• Stored items:
* Begin *

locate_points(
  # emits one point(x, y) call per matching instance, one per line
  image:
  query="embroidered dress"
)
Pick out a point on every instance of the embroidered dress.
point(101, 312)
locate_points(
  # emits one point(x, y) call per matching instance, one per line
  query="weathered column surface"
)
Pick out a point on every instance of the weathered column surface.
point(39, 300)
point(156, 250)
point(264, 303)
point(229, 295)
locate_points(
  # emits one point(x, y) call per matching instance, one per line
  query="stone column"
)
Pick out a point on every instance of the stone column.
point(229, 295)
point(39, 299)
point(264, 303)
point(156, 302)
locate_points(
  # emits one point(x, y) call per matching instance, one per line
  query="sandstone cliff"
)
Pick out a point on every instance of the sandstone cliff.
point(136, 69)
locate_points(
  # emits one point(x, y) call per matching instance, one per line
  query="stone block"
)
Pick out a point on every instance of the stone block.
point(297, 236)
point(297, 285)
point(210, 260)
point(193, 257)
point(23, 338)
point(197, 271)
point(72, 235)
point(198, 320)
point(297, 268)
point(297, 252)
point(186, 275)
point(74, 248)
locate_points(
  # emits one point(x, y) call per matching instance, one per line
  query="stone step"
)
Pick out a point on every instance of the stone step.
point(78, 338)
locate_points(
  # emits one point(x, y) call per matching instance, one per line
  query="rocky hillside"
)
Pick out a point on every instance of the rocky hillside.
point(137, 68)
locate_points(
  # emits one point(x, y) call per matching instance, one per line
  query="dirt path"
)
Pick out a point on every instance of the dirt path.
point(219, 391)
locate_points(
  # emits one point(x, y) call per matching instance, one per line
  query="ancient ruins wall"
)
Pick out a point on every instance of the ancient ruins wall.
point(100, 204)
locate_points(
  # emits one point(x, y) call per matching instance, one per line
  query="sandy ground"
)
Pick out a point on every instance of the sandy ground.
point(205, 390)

* End *

• What to produce: Please rescale the data from its first line through the line containing "point(78, 338)", both included, and give every line again. Multiply only the point coordinates in the answers by 2.05 and round each result to a whole number, with halves rounding up.

• Solution below:
locate_points(
  # emits one point(x, y) call per matching instance, one per line
  image:
  query="embroidered dress"
)
Pick out a point on every instance of the embroidered dress.
point(207, 640)
locate_points(
  # emits one point(x, y) call per matching instance, one per line
  query="weathered column surface"
)
Pick out a point on every instance of the weathered column surface.
point(80, 615)
point(320, 513)
point(541, 621)
point(469, 605)
locate_points(
  # emits one point(x, y) call per matching instance, one per line
  query="stone column"
)
Pick out a point on every instance of the stone column.
point(469, 605)
point(80, 613)
point(541, 621)
point(320, 619)
locate_points(
  # emits one point(x, y) call per matching instance, one per line
  query="sandstone cliff"
)
Pick out a point on every instance of the sandstone cliff.
point(279, 141)
locate_points(
  # emits one point(x, y) call per matching instance, one per line
  query="stone block"
)
Pick out a point on every instance of the stone block.
point(609, 484)
point(609, 584)
point(431, 533)
point(396, 527)
point(47, 693)
point(404, 556)
point(148, 482)
point(406, 656)
point(609, 549)
point(609, 517)
point(381, 564)
point(152, 508)
locate_points(
  # emits one point(x, y) call per matching instance, one per line
  query="stone step"
)
Pick out a point on every instance of the stone step.
point(160, 693)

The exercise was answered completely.